**Exercise**
Which lines in the records below contain the word "hair"? Copy each such line in full.

**Extracted information**
=====

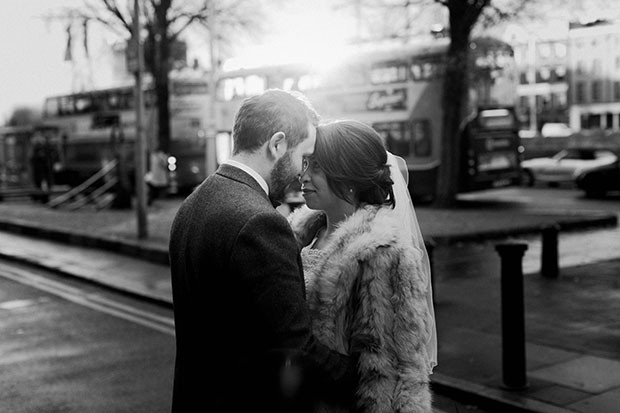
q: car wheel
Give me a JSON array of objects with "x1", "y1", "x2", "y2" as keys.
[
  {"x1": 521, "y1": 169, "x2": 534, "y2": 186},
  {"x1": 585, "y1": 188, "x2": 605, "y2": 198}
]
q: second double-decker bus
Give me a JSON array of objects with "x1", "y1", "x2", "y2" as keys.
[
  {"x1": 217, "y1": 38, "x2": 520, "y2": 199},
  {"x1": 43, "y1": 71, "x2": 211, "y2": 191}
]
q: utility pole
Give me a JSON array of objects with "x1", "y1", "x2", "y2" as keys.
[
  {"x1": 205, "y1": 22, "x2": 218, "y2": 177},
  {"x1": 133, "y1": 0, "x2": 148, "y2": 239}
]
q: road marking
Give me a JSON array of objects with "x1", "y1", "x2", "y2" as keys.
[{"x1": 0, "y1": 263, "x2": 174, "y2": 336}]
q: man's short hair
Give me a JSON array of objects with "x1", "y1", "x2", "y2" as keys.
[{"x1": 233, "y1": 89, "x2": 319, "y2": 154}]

=====

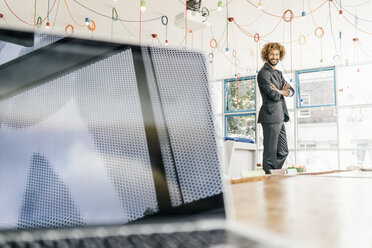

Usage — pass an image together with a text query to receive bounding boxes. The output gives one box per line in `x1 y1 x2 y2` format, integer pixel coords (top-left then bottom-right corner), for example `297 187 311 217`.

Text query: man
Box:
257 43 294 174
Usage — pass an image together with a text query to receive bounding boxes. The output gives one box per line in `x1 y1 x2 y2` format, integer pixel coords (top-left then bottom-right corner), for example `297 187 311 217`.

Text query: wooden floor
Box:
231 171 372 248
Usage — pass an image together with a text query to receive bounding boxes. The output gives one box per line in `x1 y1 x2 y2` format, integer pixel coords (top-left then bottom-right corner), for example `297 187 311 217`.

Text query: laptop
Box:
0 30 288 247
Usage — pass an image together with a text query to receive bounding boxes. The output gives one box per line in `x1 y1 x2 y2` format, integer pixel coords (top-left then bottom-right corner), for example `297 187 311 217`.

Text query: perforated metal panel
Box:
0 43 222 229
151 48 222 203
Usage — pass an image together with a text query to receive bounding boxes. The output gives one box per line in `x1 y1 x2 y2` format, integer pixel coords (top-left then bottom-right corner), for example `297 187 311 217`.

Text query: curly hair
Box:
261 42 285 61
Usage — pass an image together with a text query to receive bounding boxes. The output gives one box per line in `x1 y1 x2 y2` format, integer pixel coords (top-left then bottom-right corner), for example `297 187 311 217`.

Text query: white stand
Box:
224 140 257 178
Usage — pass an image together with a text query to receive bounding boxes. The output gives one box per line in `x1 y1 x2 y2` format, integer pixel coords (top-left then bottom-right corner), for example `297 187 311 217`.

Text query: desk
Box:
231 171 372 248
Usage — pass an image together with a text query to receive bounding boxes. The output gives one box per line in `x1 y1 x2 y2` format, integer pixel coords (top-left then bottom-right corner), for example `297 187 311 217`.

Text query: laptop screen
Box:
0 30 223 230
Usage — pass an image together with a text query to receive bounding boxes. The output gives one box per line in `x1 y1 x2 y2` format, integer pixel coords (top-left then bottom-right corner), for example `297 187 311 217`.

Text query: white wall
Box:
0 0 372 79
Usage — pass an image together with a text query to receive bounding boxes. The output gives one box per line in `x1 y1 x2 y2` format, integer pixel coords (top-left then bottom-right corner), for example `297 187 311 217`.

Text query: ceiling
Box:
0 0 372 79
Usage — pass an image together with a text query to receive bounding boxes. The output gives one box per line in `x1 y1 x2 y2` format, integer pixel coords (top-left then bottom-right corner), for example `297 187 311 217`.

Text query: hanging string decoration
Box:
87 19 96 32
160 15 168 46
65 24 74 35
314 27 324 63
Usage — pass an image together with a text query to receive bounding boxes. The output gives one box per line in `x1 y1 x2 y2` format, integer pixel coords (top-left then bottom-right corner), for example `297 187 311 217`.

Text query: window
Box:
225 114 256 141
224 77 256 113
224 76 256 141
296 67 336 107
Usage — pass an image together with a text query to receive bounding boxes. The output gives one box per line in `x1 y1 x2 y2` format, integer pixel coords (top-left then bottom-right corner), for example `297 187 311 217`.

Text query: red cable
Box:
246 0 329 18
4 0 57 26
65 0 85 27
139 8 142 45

=====

**Answer to the problem**
q: man's short hair
Text query: curly hair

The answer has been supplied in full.